## TEXTO DEL EJERCICIO
-*-

Afectado de trastornos mentales, el joven pintor se convirtió en un problema para la sociedad y llegó a cortarse una oreja y a amenazar a sus vecinos, por lo que fue internado en una clínica siquiátrica, que pintó. Al final se estableció en Auvers-sur-Oise, donde lo atendía el doctor Gauchet, su protector y confidente. Durante los meses que estuvo hospedado en el modesto albergue Ravoux de esta localidad creó al menos un cuadro por día y hoy los turistas y los admiradores podemos seguir paso a paso su actividad, de noche o de día y cotejar sus cuadros con los lugares donde fueron creados.

-*-

## DATOS PROPORCIONADOS
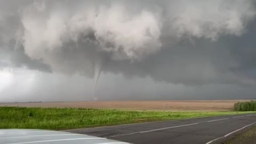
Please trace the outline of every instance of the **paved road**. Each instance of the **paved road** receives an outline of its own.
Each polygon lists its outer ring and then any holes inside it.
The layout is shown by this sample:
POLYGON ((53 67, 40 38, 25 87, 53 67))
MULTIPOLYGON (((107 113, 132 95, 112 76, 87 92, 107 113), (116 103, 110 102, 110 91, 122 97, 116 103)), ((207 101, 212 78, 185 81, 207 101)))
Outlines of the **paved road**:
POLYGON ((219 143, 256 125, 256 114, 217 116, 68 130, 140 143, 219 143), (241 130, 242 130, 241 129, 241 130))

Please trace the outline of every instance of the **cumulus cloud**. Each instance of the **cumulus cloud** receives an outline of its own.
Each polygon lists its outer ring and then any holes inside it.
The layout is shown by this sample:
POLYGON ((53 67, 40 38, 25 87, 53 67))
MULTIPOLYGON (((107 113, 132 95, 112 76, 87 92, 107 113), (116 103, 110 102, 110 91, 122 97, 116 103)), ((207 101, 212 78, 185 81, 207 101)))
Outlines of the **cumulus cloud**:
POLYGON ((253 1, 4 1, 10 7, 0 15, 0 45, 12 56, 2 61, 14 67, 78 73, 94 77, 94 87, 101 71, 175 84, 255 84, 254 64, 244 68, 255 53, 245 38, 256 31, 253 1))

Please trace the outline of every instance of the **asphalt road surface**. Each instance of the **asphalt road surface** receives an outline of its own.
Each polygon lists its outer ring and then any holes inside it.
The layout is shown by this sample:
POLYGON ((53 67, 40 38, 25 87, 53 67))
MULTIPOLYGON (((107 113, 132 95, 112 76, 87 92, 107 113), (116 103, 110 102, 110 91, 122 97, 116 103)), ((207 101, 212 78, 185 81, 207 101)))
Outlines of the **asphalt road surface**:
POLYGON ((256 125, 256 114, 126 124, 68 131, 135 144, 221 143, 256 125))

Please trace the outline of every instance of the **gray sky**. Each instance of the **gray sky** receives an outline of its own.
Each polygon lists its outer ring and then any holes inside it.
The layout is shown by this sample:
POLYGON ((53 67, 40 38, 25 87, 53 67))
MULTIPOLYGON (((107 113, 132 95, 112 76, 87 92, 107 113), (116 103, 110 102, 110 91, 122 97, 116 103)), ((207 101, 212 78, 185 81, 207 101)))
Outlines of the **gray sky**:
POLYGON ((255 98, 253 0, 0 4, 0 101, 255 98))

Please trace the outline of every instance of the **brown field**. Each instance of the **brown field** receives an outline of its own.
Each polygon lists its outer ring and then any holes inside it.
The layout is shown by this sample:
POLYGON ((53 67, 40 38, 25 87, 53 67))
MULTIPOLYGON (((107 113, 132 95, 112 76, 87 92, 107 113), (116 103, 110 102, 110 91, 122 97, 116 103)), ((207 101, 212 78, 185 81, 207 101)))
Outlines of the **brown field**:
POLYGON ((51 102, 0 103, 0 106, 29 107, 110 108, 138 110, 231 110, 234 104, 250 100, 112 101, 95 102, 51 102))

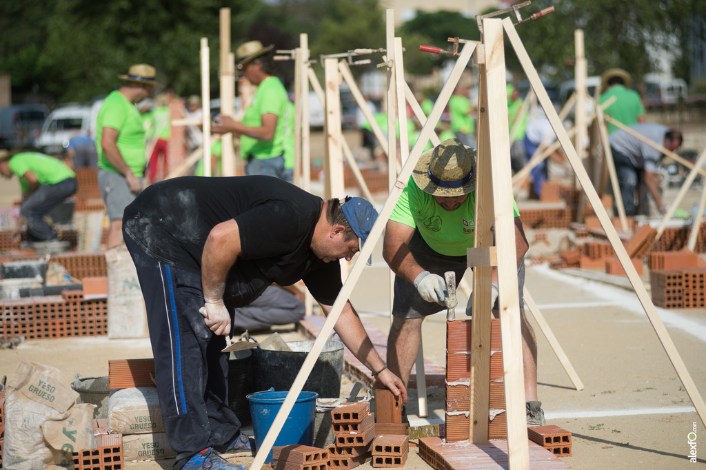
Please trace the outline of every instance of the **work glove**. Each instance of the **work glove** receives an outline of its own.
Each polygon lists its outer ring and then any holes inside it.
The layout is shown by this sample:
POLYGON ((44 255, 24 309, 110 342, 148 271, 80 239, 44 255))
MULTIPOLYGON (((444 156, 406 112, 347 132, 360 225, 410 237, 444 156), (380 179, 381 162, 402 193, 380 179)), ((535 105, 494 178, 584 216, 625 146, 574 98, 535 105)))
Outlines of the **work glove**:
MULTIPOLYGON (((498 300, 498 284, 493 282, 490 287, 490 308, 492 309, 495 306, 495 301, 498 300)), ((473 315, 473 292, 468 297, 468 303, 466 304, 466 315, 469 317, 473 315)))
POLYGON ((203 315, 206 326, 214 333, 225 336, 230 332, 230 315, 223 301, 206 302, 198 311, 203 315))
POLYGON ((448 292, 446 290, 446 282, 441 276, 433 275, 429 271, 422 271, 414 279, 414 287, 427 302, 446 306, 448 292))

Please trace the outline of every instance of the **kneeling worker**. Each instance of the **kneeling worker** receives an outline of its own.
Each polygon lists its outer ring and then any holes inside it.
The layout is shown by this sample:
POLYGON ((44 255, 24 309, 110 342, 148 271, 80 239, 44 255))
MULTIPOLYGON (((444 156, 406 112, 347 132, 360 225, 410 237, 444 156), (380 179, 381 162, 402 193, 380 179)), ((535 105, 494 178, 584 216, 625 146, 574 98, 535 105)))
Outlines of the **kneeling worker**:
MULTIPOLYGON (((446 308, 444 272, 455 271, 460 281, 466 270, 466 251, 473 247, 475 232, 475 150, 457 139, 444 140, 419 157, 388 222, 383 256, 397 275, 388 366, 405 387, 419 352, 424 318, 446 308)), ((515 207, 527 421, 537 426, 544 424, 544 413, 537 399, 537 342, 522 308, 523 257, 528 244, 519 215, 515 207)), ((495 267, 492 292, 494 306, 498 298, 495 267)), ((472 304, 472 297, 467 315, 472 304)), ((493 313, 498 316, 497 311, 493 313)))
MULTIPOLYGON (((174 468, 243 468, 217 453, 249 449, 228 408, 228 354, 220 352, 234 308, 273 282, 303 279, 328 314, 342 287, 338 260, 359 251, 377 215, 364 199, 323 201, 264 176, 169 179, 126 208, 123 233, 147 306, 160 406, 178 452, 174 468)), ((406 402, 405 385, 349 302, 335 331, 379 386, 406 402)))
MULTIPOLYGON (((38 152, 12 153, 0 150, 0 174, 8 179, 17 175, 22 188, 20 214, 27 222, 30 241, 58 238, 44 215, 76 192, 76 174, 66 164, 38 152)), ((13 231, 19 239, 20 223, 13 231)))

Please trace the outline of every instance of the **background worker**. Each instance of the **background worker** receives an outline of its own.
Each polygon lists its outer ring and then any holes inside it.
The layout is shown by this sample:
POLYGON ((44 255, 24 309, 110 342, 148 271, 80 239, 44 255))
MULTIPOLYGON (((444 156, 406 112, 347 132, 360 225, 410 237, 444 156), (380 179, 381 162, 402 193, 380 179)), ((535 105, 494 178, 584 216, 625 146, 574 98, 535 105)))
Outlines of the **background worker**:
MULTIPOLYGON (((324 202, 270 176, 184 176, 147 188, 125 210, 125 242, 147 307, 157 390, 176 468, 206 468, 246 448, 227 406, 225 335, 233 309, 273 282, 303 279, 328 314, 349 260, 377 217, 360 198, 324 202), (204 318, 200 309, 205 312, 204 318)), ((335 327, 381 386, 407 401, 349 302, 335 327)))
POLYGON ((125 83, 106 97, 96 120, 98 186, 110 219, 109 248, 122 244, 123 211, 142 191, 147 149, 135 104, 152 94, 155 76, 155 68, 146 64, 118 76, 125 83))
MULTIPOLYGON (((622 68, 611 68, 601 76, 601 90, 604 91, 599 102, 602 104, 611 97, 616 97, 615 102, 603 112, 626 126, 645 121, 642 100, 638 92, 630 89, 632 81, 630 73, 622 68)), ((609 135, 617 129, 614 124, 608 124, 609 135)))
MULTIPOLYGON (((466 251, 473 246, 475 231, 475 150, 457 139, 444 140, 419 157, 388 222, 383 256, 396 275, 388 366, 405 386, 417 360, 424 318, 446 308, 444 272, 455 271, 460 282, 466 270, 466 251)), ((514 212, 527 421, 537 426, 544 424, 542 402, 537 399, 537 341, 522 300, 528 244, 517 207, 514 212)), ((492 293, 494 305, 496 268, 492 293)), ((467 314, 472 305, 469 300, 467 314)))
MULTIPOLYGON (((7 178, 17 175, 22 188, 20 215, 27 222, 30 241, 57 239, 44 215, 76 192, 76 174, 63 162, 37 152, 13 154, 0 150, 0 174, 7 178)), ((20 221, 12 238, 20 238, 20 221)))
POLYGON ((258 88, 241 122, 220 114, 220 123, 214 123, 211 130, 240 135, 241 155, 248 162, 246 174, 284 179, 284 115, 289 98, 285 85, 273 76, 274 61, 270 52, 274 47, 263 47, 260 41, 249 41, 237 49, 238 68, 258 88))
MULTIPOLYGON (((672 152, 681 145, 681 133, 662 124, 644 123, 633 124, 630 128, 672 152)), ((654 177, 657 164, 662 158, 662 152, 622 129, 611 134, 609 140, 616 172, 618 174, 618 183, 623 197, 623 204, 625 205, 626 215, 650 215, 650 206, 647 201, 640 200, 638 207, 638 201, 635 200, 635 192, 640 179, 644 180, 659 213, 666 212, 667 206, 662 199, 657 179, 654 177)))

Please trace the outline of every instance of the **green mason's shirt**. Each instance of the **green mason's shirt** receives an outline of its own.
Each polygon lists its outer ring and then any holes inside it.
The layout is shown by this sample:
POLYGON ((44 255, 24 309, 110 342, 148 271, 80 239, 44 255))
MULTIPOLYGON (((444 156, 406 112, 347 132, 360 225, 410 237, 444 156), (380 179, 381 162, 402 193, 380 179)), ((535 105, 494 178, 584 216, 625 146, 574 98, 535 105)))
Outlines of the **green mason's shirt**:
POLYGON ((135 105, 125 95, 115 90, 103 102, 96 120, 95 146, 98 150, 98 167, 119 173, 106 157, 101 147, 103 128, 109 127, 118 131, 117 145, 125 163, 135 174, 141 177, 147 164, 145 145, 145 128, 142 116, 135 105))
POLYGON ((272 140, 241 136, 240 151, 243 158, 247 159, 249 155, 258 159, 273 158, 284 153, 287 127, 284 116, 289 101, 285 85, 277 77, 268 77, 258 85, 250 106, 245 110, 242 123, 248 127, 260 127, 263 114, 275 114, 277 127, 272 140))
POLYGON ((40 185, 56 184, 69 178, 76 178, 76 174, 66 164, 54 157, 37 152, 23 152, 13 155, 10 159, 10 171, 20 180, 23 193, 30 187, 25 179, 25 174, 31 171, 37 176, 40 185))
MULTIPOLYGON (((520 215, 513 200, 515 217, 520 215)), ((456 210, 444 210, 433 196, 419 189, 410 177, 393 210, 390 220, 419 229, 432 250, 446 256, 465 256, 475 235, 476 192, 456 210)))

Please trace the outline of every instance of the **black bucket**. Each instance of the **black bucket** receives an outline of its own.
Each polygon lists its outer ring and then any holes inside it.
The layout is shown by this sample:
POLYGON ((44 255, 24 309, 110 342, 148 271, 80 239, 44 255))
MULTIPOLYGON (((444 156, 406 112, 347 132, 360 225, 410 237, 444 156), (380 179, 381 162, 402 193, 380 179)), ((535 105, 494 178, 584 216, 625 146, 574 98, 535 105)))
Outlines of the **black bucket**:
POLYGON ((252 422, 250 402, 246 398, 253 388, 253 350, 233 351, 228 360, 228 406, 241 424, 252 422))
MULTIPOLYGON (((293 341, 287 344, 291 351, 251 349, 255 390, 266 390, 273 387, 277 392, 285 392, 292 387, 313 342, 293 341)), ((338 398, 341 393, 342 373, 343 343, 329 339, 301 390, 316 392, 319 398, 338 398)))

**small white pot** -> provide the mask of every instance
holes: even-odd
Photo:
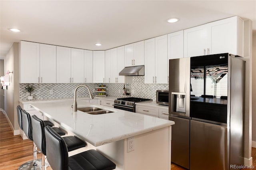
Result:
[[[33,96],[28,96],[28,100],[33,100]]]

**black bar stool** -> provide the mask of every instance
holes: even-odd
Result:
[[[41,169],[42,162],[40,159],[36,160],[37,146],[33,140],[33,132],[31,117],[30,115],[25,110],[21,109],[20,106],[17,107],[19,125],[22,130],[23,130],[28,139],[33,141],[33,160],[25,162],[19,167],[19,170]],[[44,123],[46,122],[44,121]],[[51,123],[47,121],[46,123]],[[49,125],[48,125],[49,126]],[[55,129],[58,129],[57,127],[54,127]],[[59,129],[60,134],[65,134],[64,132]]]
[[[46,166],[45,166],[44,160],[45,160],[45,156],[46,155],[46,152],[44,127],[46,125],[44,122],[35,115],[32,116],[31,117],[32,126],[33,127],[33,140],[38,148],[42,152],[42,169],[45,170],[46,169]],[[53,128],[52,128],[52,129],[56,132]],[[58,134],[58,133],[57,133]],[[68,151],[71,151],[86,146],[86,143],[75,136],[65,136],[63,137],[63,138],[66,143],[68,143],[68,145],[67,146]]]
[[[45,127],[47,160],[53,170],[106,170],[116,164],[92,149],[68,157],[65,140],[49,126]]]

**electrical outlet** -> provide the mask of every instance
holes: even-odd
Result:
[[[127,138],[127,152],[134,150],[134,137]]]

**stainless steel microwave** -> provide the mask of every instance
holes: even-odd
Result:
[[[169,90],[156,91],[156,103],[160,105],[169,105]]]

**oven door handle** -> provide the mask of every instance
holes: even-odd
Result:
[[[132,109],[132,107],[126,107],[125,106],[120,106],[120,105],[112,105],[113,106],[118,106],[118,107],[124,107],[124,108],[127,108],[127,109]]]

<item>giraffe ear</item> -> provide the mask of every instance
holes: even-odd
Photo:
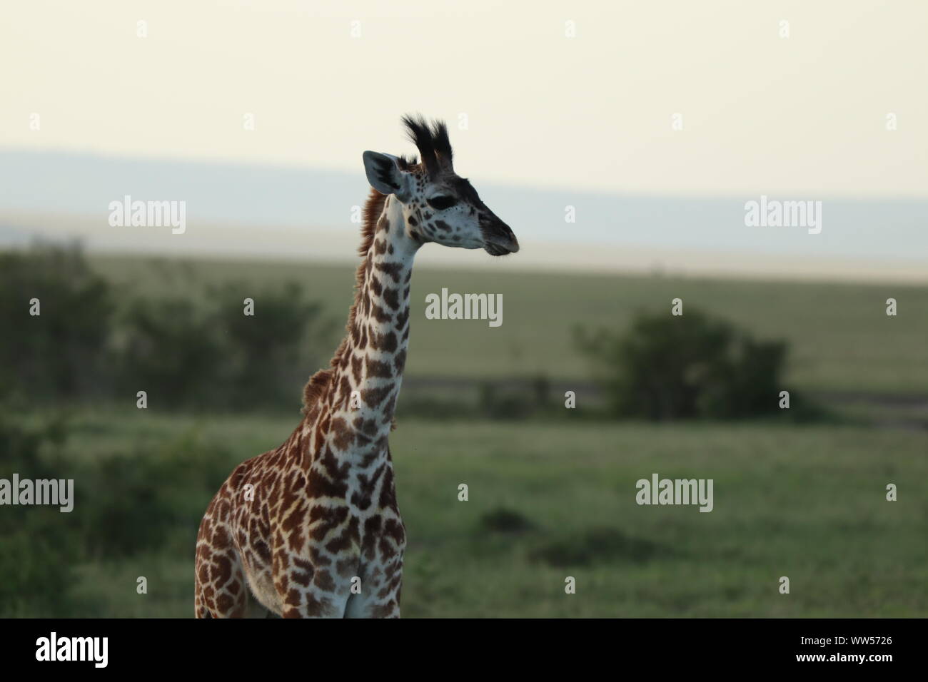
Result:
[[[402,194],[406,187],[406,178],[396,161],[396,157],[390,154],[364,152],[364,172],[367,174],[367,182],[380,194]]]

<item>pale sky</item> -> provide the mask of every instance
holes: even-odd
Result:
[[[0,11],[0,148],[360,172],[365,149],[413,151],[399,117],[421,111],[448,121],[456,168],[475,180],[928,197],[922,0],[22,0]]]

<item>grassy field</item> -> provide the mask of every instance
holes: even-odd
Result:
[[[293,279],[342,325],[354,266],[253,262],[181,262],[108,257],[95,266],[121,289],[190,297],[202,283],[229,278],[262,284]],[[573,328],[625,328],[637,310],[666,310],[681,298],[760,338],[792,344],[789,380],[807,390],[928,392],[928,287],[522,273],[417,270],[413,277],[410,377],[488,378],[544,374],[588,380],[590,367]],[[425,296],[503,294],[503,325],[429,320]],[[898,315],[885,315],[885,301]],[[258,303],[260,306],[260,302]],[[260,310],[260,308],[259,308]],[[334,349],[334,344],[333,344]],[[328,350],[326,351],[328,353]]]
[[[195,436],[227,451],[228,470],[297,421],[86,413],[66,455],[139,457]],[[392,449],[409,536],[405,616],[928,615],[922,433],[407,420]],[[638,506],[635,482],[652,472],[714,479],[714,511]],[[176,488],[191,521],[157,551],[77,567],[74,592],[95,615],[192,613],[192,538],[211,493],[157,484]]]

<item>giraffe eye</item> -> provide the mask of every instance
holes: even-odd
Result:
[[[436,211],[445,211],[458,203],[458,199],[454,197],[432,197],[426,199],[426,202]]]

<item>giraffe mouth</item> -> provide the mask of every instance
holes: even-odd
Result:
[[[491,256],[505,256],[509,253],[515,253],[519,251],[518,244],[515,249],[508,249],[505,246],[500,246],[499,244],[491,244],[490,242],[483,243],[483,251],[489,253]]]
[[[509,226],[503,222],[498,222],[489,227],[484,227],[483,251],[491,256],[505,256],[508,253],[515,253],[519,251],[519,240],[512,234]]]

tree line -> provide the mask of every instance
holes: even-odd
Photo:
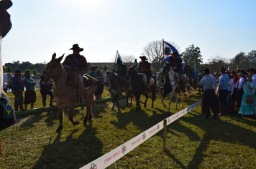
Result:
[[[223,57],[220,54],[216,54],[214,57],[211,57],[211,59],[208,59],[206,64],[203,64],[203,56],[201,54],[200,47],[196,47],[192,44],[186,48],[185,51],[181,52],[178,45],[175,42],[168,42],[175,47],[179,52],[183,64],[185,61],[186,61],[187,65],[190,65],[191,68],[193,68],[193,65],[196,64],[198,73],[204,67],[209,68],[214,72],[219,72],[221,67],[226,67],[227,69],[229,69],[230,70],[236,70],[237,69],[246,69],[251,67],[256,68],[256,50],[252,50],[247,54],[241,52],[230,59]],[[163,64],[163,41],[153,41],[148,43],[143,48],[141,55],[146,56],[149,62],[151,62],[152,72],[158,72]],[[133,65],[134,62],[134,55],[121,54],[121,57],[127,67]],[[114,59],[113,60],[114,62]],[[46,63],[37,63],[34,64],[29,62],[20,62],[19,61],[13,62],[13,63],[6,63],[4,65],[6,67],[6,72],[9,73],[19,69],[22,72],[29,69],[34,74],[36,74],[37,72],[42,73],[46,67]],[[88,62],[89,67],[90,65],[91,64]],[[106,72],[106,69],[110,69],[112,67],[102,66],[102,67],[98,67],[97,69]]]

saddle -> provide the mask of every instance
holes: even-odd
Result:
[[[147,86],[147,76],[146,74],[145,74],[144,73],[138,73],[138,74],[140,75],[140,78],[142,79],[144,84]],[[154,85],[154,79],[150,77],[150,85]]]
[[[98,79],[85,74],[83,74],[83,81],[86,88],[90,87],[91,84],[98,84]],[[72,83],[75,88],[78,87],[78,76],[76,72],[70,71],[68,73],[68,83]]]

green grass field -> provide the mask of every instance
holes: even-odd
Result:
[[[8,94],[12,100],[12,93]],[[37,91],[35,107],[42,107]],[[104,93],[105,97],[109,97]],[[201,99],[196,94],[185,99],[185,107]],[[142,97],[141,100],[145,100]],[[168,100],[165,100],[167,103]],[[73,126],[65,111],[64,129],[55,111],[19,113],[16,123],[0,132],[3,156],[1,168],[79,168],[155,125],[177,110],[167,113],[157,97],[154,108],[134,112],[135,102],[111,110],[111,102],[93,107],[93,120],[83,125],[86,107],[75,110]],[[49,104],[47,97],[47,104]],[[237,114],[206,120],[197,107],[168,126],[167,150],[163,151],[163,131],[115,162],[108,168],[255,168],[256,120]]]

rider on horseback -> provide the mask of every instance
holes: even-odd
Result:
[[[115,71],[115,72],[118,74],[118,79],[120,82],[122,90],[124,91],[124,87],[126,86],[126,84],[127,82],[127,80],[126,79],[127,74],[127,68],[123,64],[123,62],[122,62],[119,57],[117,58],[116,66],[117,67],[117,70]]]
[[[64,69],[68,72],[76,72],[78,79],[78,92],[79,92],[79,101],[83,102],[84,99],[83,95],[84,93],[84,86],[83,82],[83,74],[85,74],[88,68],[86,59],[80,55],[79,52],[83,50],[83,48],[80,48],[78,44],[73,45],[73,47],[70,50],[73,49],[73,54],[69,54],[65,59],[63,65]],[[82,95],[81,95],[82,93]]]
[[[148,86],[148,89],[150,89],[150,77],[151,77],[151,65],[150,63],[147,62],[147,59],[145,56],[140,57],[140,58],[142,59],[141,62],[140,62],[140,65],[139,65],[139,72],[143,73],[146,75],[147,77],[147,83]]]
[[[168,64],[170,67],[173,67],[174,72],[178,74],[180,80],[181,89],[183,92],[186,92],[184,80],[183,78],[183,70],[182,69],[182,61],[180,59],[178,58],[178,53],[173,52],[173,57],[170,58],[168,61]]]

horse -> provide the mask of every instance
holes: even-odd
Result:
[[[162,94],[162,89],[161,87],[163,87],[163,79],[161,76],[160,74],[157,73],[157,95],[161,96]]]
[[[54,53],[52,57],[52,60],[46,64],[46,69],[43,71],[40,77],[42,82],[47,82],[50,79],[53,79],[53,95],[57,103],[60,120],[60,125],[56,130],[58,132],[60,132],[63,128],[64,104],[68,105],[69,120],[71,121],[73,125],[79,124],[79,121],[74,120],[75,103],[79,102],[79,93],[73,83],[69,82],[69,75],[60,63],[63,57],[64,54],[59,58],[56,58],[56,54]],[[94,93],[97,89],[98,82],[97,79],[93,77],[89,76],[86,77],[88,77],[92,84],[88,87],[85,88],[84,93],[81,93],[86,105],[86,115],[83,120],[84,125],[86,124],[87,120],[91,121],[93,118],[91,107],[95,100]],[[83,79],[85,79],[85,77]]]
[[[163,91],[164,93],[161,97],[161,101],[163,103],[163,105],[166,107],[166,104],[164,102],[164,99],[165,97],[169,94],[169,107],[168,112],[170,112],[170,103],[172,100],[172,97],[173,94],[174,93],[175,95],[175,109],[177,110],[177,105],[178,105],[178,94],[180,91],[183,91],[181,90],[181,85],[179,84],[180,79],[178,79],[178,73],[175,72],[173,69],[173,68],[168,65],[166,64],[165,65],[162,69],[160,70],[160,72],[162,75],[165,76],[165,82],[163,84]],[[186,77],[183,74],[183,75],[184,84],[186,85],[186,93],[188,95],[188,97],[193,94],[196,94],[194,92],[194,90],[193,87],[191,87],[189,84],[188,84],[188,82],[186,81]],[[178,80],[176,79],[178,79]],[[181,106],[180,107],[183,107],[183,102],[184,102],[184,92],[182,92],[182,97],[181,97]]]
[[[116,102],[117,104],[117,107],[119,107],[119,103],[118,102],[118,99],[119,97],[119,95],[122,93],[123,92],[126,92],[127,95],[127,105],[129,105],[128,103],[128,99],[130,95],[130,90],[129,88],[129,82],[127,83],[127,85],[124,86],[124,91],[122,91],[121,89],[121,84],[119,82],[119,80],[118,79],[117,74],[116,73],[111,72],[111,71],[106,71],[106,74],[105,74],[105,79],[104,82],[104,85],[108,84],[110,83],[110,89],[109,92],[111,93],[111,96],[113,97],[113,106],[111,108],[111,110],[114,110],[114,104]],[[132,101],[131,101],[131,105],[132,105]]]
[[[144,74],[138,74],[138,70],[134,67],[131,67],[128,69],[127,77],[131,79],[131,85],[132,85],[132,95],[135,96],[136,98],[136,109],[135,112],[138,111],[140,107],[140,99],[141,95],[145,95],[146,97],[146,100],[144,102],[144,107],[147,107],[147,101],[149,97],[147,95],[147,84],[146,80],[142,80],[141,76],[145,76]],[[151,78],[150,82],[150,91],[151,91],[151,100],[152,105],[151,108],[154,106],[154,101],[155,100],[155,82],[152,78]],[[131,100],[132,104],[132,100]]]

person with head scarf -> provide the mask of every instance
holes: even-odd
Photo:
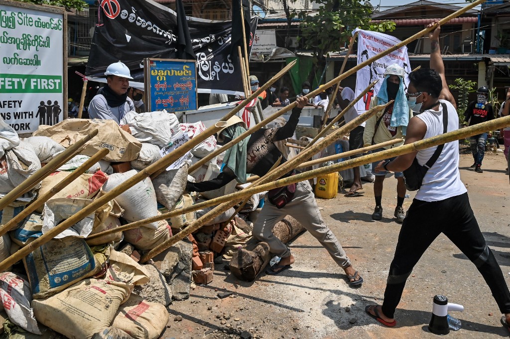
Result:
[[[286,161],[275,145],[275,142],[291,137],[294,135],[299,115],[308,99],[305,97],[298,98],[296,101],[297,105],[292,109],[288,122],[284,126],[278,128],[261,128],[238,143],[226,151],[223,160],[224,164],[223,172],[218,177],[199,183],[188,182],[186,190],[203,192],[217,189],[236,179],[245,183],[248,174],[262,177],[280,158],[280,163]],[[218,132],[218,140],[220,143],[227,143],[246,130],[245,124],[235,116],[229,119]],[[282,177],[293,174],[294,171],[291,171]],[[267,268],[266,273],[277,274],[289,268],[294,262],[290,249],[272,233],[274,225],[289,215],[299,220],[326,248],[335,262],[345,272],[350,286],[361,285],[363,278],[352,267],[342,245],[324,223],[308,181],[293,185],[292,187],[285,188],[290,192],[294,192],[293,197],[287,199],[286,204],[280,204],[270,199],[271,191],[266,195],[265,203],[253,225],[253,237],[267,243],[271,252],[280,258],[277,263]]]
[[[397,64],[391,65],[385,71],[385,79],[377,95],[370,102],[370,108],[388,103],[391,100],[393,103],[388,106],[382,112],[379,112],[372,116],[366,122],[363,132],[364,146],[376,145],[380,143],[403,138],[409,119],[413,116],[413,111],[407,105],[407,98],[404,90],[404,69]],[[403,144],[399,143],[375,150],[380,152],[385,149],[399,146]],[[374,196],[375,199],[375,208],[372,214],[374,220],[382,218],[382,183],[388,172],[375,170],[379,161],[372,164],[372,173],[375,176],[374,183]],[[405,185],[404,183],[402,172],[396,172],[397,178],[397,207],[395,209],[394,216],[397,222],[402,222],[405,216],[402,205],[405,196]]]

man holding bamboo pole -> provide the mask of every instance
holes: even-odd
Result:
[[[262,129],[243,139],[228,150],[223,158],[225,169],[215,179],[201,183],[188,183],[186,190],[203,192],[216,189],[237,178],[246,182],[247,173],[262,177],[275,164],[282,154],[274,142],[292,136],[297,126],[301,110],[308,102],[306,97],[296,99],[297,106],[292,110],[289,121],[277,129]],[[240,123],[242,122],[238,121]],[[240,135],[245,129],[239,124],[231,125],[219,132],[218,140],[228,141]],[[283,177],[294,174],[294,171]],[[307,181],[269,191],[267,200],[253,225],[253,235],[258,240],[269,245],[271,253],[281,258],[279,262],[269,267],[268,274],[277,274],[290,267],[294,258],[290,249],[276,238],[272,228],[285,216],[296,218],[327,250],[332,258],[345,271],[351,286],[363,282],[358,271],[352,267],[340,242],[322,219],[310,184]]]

-*-

## ENUNCIADO
Según el texto del ejercicio, ¿en qué establecimiento de Auvers-sur-Oise se hospedó el joven pintor?

## SOLUCIÓN
En el modesto albergue Ravoux.